--- ROWS ---
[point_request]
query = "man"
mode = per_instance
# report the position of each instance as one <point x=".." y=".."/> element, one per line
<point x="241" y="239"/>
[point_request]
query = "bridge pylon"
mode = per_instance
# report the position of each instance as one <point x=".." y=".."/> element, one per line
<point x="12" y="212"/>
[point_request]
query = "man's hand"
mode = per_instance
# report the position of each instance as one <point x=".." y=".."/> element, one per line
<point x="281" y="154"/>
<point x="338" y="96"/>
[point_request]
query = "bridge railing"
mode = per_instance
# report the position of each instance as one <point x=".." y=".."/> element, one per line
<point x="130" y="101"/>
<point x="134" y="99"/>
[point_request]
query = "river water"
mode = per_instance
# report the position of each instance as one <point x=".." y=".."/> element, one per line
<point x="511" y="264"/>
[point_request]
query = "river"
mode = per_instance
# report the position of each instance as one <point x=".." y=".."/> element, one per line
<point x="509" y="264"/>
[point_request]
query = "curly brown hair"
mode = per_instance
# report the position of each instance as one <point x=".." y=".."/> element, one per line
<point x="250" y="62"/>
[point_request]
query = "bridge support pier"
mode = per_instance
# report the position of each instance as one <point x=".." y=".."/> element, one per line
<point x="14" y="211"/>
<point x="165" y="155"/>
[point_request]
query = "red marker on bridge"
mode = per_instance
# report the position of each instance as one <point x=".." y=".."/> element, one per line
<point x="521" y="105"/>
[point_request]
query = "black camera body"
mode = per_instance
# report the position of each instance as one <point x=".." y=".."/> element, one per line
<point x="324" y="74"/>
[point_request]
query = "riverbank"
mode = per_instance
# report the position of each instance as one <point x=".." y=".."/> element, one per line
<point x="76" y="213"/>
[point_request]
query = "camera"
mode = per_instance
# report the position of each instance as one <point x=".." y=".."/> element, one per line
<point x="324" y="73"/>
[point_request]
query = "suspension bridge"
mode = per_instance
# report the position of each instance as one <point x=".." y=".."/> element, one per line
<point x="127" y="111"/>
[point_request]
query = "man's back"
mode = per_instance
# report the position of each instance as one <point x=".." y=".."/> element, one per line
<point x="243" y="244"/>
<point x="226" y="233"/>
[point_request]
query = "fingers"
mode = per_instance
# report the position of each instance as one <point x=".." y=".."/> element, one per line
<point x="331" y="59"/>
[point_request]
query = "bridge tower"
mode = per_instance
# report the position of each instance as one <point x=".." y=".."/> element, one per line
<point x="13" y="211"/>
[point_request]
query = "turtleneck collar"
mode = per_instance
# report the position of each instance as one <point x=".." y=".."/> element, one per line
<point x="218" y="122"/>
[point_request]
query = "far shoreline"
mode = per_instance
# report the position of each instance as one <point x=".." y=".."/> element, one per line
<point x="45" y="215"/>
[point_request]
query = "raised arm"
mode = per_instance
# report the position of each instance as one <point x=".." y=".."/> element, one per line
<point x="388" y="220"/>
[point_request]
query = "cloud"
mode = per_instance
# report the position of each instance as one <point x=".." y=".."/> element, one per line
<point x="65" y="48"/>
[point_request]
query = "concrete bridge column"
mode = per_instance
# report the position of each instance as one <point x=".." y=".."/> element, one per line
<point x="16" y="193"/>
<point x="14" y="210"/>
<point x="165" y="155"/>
---
--- ROWS ---
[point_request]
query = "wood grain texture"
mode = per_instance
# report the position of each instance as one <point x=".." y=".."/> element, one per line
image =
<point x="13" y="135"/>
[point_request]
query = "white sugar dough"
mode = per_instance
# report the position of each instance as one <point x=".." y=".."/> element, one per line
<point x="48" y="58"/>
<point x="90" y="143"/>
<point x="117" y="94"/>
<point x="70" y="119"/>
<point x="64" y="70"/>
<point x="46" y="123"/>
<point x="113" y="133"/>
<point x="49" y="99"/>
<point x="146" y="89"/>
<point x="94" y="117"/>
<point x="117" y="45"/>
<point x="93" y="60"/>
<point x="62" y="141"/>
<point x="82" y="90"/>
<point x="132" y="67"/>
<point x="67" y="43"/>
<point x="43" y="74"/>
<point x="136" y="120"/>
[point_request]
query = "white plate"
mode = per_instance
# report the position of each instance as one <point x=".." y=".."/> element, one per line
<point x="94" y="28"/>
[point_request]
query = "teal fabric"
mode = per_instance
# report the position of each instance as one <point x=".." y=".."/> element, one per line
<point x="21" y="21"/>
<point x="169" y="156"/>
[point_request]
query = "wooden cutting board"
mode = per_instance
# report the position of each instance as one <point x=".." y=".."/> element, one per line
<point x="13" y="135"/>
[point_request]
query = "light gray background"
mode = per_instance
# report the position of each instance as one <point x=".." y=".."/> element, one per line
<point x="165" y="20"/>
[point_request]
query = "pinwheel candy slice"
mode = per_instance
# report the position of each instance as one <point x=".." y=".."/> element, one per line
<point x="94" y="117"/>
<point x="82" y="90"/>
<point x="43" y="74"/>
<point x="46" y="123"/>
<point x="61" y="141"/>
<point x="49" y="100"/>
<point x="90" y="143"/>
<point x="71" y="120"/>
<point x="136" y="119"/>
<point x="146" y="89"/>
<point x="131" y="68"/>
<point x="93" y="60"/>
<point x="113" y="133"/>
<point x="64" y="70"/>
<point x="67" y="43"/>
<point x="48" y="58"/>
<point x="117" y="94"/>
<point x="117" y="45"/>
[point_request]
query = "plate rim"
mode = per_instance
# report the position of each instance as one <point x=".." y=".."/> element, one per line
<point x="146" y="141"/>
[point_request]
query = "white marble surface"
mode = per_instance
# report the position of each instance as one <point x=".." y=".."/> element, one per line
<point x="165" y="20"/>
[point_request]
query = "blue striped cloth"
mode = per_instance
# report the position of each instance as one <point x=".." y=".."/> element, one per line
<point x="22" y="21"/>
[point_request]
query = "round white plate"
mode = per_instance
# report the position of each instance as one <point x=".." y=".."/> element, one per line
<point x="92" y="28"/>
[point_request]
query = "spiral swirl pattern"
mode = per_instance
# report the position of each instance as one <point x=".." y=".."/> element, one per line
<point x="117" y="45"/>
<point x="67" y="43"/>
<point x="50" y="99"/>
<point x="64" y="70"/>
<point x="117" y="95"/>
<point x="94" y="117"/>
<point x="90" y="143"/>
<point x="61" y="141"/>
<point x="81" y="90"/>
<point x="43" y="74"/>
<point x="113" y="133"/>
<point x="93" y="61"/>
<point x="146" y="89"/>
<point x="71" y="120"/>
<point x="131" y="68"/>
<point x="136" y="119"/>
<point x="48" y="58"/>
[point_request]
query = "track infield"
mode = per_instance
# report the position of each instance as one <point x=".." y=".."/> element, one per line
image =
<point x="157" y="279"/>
---
WHAT THE TASK REQUIRES:
Report every line of the records that contains the string "white".

FULL RESPONSE:
query = "white sugar dough"
query = "white plate"
query = "white marble surface"
query = "round white plate"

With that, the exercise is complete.